# Instruction
Below are records to repeat exactly. Omit the pictures from the copy.

-- start --

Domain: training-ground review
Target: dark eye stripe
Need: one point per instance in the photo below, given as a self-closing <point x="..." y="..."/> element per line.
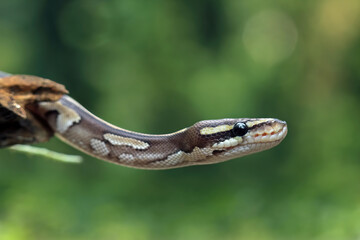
<point x="240" y="129"/>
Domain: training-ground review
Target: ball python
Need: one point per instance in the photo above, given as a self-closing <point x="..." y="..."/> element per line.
<point x="205" y="142"/>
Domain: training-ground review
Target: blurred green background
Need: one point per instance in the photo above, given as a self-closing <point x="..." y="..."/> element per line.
<point x="158" y="66"/>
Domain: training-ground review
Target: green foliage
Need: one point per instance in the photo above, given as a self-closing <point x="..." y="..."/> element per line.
<point x="159" y="66"/>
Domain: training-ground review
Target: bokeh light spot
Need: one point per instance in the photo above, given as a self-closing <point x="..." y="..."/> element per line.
<point x="85" y="24"/>
<point x="269" y="37"/>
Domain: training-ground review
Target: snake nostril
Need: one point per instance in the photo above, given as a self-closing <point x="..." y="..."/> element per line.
<point x="217" y="152"/>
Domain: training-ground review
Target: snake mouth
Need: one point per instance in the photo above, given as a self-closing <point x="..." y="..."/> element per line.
<point x="273" y="131"/>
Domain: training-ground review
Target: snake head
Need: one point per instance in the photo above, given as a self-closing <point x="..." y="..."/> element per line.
<point x="233" y="138"/>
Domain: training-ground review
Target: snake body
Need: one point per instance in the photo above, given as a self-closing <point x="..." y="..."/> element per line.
<point x="205" y="142"/>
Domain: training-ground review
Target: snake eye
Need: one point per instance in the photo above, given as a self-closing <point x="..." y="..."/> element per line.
<point x="240" y="129"/>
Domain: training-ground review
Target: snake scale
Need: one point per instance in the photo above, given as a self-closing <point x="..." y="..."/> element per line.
<point x="205" y="142"/>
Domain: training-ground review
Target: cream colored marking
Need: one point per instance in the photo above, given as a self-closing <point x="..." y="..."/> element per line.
<point x="198" y="154"/>
<point x="118" y="140"/>
<point x="66" y="118"/>
<point x="213" y="130"/>
<point x="232" y="142"/>
<point x="126" y="157"/>
<point x="99" y="147"/>
<point x="256" y="122"/>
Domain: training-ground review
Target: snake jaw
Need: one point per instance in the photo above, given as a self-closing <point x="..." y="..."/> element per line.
<point x="262" y="134"/>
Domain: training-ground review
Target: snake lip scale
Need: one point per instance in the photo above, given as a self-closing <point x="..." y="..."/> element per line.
<point x="206" y="142"/>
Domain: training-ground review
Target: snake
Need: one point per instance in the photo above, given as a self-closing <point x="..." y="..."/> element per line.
<point x="205" y="142"/>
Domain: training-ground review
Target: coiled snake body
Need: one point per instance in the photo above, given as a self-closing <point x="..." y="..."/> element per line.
<point x="205" y="142"/>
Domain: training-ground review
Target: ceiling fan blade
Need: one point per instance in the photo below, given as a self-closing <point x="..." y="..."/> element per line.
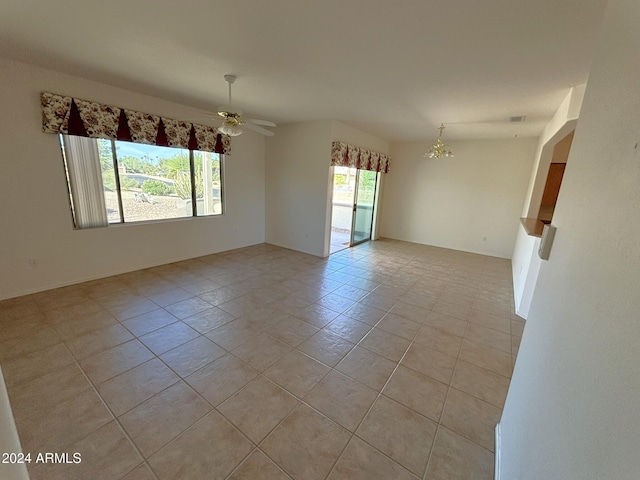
<point x="229" y="109"/>
<point x="260" y="130"/>
<point x="265" y="123"/>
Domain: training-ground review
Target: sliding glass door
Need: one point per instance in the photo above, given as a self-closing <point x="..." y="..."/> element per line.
<point x="365" y="194"/>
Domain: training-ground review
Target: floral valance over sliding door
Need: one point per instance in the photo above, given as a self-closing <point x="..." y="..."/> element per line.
<point x="345" y="155"/>
<point x="73" y="116"/>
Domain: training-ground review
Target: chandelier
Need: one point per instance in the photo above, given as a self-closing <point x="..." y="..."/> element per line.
<point x="439" y="149"/>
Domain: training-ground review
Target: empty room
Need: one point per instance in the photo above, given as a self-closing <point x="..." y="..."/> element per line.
<point x="319" y="240"/>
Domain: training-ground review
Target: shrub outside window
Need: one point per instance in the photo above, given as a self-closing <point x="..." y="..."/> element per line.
<point x="122" y="182"/>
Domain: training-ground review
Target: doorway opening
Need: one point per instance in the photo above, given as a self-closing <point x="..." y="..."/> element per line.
<point x="354" y="193"/>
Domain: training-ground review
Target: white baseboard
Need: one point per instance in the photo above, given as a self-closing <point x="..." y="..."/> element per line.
<point x="9" y="440"/>
<point x="497" y="457"/>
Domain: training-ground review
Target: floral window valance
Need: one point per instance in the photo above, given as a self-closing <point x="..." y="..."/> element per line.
<point x="73" y="116"/>
<point x="345" y="155"/>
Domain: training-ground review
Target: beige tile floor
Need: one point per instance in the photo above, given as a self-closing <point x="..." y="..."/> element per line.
<point x="389" y="360"/>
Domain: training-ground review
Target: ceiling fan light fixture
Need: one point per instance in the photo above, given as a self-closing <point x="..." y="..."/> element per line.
<point x="230" y="127"/>
<point x="439" y="149"/>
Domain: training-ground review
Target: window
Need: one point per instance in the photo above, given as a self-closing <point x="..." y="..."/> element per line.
<point x="122" y="182"/>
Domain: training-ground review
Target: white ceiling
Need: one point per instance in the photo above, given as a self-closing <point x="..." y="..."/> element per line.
<point x="394" y="69"/>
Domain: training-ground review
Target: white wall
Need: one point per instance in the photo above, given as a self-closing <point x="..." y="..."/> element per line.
<point x="298" y="160"/>
<point x="299" y="182"/>
<point x="525" y="262"/>
<point x="457" y="202"/>
<point x="35" y="222"/>
<point x="345" y="133"/>
<point x="572" y="408"/>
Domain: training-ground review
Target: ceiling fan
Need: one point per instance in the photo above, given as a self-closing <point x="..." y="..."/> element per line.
<point x="233" y="122"/>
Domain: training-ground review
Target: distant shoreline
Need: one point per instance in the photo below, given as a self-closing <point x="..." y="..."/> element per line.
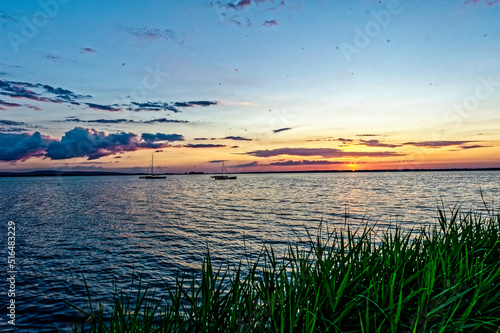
<point x="55" y="173"/>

-- end --

# Output for this task
Domain: training-ground review
Target: dark eye stripe
Need: one point per instance in the photo below, given as a self-closing <point x="..." y="..."/> element per line.
<point x="240" y="129"/>
Domain: training-ground review
Target: ball python
Need: one point per instance in the photo above, given as a self-closing <point x="..." y="..."/> element per line.
<point x="205" y="142"/>
Domain: training-ground review
Target: blurred green background
Need: one point per instance in the photo above, given as a self-closing <point x="..." y="..."/> element per line.
<point x="158" y="66"/>
Domain: training-ground review
Target: green foliage
Need: one point per instance in the photo above, given as a self-closing <point x="..." y="..."/> element per line.
<point x="159" y="66"/>
Domain: training-ground review
Target: bokeh light spot
Need: one point per instance in the photo above, given as a self-closing <point x="..." y="..."/> element per line.
<point x="85" y="24"/>
<point x="269" y="37"/>
Domain: training-ground review
Target: snake nostril
Need: one point per instance in the photo above, given as a self-closing <point x="..." y="..."/> element per line.
<point x="217" y="152"/>
Domain: training-ground review
Target: snake mouth
Need: one point per instance in the photo above, given as a self-closing <point x="..." y="..."/> element per line.
<point x="273" y="131"/>
Domain: training-ground review
Target: snake head
Need: one point per instance in the photo above, given as a self-closing <point x="..." y="..."/> element per line.
<point x="233" y="138"/>
Domain: training-ground review
Target: snake body
Need: one point per instance in the photo above, given as a self-closing <point x="..." y="..."/> element per line.
<point x="205" y="142"/>
Domain: training-ground review
Target: snake eye
Need: one point per instance in the photo above, given as a self-closing <point x="..." y="..."/> element per line.
<point x="240" y="129"/>
Domain: training-ground review
Target: snake scale
Need: one point per instance in the photo above, given as a self-closing <point x="..." y="..."/> element per line.
<point x="205" y="142"/>
Domain: training-ground review
Target: cream colored marking
Need: one point per instance in the photo above, given as a self-closing <point x="..." y="..."/> element per line.
<point x="198" y="154"/>
<point x="118" y="140"/>
<point x="66" y="118"/>
<point x="213" y="130"/>
<point x="232" y="142"/>
<point x="126" y="157"/>
<point x="99" y="147"/>
<point x="256" y="122"/>
Domain: training-ground review
Target: snake jaw
Need: one point per instance in the photo above, given as a self-closing <point x="..." y="..."/> element per line.
<point x="262" y="134"/>
Domain: training-ground review
Target: snake lip scale
Need: one point per instance in the photo above, given as a self-closing <point x="..." y="..."/> element per line.
<point x="206" y="142"/>
Domain: training-ground review
Target: snake
Need: one point per instance in the photo above, given as a self-closing <point x="..." y="..."/> element per line.
<point x="205" y="142"/>
Domain: training-ground review
Target: coiled snake body
Need: one point per instance in the photo above, given as a self-closing <point x="..." y="..."/> element per line.
<point x="205" y="142"/>
Domain: training-ground review
Target: ceiling fan blade
Need: one point per instance in the photo below, given as a self-closing <point x="..." y="..."/> element per line.
<point x="229" y="109"/>
<point x="260" y="130"/>
<point x="265" y="123"/>
Domain: training-ground review
Target: sliding glass door
Need: one point per instance in the photo above, given as a self-closing <point x="..." y="..."/> element per line.
<point x="365" y="194"/>
Domain: training-ground review
Target: floral valance over sliding door
Need: one point per instance in the photo above, given as a self-closing <point x="..." y="..."/> element per line.
<point x="345" y="155"/>
<point x="73" y="116"/>
Domain: training-ground review
Target: chandelier
Need: one point per instance in the photo above, given as a self-closing <point x="..." y="..."/> element per line.
<point x="439" y="149"/>
Domain: training-ground review
Target: empty room
Need: one point per instance in the photo above, given as a self-closing <point x="..." y="..."/> element per line.
<point x="319" y="240"/>
Domain: training-ground review
Target: shrub outside window
Need: one point per instance in the photo above, given as a self-closing <point x="..." y="..."/> element per line.
<point x="122" y="182"/>
Domain: training-ground review
Target: doorway opening
Need: one point per instance in the photo above, given as a self-closing <point x="..." y="..."/> element per line.
<point x="354" y="193"/>
Domain: training-ground review
Target: white baseboard
Need: one point per instance in the photo above, given as a self-closing <point x="..." y="..."/> element per line.
<point x="9" y="440"/>
<point x="497" y="457"/>
Domain: training-ground review
Target: floral window valance
Need: one point per instance in the photo above, given as a self-closing <point x="..." y="..."/> element per line.
<point x="73" y="116"/>
<point x="345" y="155"/>
Domain: training-ground review
Target: beige tile floor
Need: one point per instance in the photo above, given as a self-closing <point x="..." y="..."/> element per line.
<point x="389" y="360"/>
Domain: training-ground review
Target: ceiling fan light fixture
Need: one point per instance in the photo above, given as a self-closing <point x="..." y="..."/> element per line.
<point x="230" y="127"/>
<point x="439" y="149"/>
Domain: training-ground review
Target: window
Need: one point per instance in the photo above, given as a self-closing <point x="..." y="..."/> element per line.
<point x="122" y="182"/>
Domain: training-ground review
Target: white ceiling
Need: one point per instance in the photo above, given as a self-closing <point x="..." y="..."/> element per line.
<point x="394" y="69"/>
Domain: training-ground review
Target: white wall
Need: one point per instance in the photo above, given as a self-closing <point x="..." y="..."/> element per line.
<point x="298" y="160"/>
<point x="299" y="182"/>
<point x="525" y="262"/>
<point x="457" y="202"/>
<point x="35" y="222"/>
<point x="345" y="133"/>
<point x="572" y="408"/>
Domain: training-ground review
Target: ceiling fan
Need: one point per instance in the photo above, given as a self-closing <point x="..." y="..."/> element per line.
<point x="233" y="122"/>
Domain: training-ground review
Target: distant shoreline
Need: one point per instance in the photo below, given as a self-closing <point x="..." y="..."/> element per line.
<point x="55" y="173"/>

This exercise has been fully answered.